#### Excerpted records ####

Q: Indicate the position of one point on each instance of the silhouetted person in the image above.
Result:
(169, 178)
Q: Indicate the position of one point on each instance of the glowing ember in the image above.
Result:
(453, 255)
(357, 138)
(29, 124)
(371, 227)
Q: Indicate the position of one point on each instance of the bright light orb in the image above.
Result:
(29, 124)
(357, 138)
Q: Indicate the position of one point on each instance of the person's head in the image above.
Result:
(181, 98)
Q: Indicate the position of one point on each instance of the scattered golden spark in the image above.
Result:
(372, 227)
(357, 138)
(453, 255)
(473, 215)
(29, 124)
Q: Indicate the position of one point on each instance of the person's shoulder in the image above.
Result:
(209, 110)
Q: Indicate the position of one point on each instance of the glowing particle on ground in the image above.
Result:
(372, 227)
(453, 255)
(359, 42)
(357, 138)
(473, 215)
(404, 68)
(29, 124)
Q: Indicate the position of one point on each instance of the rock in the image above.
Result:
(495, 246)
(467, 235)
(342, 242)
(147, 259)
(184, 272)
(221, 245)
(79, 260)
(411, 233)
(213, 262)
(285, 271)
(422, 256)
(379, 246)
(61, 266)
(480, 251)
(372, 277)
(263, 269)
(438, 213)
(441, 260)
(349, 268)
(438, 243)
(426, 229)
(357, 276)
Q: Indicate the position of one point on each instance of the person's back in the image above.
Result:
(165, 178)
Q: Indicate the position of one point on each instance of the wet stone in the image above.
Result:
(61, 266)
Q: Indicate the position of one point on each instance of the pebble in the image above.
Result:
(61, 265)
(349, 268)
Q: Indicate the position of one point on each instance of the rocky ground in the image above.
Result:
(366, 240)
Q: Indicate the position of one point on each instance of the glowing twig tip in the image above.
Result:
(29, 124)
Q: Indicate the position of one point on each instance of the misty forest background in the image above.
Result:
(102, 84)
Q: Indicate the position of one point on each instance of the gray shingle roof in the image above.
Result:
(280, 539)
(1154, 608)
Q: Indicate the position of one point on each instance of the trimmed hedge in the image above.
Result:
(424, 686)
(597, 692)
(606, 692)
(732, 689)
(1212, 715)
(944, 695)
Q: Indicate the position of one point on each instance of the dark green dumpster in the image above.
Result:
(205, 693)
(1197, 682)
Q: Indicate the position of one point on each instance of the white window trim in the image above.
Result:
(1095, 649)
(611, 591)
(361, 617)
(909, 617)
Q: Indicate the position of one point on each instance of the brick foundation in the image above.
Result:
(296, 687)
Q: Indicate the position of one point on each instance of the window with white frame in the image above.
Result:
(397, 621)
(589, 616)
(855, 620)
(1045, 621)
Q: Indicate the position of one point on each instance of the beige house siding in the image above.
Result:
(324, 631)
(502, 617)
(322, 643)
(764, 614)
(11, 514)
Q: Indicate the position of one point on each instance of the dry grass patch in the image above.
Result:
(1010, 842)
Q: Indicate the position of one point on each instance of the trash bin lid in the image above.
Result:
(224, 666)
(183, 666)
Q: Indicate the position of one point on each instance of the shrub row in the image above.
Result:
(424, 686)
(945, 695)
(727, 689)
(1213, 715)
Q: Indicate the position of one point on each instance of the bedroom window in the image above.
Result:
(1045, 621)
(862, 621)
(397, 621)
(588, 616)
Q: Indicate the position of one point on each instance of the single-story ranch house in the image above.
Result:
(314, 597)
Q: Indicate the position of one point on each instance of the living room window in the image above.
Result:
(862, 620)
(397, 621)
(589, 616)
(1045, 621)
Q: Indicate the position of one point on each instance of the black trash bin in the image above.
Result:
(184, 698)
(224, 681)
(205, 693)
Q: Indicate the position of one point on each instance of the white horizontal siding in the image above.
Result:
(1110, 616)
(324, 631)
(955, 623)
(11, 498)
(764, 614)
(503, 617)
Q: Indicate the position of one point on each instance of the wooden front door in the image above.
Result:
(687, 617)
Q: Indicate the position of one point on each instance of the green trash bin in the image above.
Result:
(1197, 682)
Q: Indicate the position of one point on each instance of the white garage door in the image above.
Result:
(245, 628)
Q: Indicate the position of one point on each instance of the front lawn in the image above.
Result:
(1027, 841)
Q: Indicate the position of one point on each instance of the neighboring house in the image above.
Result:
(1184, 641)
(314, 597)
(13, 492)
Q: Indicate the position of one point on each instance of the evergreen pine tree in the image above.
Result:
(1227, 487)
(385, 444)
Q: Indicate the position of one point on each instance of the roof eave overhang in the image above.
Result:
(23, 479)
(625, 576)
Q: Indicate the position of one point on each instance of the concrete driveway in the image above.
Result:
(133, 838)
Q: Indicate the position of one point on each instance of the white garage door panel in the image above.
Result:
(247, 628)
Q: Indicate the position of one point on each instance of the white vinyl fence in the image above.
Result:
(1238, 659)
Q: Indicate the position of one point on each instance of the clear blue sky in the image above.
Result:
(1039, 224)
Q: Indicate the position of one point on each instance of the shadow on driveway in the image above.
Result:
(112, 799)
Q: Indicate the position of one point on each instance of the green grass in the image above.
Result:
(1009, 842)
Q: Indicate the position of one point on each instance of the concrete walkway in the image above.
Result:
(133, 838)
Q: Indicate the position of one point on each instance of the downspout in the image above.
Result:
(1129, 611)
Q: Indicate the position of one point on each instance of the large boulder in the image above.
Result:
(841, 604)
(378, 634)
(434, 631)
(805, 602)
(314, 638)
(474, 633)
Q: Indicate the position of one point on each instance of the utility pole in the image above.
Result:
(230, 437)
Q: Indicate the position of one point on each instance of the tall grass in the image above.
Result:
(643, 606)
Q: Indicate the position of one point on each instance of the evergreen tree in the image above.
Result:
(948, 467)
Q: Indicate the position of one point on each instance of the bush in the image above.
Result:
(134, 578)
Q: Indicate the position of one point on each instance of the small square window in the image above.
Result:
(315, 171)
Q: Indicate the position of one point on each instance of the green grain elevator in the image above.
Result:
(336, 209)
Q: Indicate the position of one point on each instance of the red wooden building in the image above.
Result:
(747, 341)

####
#### Excerpted records ####

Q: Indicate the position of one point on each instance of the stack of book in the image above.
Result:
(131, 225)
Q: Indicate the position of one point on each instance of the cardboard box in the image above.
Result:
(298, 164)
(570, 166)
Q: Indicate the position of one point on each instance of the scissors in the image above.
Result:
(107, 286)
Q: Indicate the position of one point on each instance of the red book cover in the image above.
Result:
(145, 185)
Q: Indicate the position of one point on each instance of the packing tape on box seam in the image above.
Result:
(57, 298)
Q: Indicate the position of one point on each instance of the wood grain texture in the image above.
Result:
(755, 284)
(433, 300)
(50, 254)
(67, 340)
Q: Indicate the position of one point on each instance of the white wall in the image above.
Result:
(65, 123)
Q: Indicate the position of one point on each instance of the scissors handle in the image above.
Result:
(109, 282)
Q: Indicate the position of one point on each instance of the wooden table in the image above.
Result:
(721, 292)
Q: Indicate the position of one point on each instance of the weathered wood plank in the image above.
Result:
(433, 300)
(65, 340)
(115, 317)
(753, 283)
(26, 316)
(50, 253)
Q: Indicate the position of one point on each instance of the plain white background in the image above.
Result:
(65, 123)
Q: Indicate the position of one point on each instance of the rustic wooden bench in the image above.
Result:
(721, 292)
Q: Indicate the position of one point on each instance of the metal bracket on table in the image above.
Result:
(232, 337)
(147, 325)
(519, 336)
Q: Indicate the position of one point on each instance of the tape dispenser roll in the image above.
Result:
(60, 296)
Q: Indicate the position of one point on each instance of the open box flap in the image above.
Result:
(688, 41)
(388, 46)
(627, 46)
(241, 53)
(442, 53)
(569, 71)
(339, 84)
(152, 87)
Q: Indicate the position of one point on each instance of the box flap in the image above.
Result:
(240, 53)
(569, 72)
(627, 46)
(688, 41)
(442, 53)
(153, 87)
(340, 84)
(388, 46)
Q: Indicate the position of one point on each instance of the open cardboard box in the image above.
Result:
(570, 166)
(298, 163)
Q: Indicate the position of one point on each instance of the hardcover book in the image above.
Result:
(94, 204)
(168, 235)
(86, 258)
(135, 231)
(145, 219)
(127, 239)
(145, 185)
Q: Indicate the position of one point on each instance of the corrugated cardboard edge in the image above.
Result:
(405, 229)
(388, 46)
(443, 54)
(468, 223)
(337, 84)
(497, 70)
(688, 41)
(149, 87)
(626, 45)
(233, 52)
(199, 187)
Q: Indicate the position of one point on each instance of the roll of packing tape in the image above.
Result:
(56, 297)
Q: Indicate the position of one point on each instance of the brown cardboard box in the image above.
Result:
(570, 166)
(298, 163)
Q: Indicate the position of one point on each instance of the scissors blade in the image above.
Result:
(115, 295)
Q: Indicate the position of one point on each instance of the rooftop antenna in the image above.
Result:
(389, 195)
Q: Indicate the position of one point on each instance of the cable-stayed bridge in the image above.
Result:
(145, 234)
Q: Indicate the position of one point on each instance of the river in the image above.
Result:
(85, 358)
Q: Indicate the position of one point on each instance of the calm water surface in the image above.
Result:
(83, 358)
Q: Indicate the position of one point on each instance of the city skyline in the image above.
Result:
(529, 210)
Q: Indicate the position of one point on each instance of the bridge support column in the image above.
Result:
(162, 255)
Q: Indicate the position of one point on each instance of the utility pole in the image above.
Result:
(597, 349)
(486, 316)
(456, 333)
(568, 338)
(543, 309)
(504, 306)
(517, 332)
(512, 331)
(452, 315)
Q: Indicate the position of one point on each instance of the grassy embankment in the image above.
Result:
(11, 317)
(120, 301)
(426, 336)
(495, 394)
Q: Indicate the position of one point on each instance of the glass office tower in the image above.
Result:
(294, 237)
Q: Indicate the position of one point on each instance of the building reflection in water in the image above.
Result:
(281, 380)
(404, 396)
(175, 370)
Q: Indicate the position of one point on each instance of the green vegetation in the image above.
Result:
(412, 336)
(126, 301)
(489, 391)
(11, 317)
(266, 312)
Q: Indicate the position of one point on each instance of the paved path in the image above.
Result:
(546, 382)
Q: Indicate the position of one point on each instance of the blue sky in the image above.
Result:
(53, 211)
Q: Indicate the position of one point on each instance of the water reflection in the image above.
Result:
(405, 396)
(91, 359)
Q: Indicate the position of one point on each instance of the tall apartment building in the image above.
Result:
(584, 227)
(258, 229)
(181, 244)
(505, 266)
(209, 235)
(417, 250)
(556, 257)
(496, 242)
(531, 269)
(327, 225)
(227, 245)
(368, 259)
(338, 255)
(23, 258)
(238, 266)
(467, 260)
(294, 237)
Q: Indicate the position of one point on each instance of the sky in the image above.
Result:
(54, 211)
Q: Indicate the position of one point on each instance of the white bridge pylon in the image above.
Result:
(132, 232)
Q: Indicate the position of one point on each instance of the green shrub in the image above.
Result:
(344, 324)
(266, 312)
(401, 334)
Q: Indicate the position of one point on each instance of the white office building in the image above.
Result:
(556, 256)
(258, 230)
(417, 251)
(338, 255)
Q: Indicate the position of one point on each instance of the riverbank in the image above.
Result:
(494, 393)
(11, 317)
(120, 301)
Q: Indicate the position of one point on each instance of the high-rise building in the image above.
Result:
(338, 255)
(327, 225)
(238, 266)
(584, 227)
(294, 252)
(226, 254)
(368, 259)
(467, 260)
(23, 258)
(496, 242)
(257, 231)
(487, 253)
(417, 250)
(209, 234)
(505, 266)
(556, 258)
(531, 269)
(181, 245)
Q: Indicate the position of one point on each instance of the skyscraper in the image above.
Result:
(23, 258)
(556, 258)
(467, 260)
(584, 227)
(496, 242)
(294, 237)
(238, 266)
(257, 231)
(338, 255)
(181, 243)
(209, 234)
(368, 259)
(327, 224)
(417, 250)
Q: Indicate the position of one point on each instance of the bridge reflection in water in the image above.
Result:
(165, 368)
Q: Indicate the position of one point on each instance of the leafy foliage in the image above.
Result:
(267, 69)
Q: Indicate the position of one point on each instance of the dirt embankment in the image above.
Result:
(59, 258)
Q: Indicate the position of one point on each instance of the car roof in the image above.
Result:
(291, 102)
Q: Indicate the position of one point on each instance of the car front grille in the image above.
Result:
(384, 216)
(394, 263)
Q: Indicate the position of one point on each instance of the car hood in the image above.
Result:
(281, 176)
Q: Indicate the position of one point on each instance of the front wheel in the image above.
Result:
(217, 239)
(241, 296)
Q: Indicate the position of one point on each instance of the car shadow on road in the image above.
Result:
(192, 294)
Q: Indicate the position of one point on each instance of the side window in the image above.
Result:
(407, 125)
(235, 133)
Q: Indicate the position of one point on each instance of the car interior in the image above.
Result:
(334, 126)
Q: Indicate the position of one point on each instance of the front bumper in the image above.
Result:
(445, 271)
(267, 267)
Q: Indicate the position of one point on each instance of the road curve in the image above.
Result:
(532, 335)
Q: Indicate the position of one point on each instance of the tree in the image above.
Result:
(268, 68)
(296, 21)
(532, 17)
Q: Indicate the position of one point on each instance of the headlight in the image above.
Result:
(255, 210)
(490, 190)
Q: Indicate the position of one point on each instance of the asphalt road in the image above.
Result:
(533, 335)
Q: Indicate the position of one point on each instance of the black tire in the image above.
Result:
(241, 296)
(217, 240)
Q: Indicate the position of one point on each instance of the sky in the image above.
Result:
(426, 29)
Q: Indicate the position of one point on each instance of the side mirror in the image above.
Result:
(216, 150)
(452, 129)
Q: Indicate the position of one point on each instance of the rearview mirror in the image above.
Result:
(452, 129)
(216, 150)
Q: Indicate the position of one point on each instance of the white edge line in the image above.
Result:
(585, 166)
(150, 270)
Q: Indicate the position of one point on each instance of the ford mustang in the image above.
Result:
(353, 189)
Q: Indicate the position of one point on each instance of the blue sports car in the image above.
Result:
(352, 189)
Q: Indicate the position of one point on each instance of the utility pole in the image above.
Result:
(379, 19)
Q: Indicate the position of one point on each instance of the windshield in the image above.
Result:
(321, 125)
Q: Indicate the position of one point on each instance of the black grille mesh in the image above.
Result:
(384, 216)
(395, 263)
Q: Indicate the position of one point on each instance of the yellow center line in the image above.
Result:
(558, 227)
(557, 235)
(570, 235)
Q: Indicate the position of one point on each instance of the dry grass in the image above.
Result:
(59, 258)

####

▶ _Aim of the task_: Starting at the line with "person in the image above." and ending at the line with "head in the image above.", print each line of the listing above exactly, with no other lines.

▶ _Response_:
Q: Indicate the position of one point on each instance of the silhouetted person in the image above.
Result:
(169, 178)
Q: Indicate the position of one point on each instance of the glowing ember in the image above.
Result:
(453, 255)
(357, 138)
(29, 124)
(371, 227)
Q: Indicate the position of one point on each instance of the bright light orb in the image above.
Result:
(29, 124)
(357, 138)
Q: Indicate the position of one point on each instance of the person's head in the image above.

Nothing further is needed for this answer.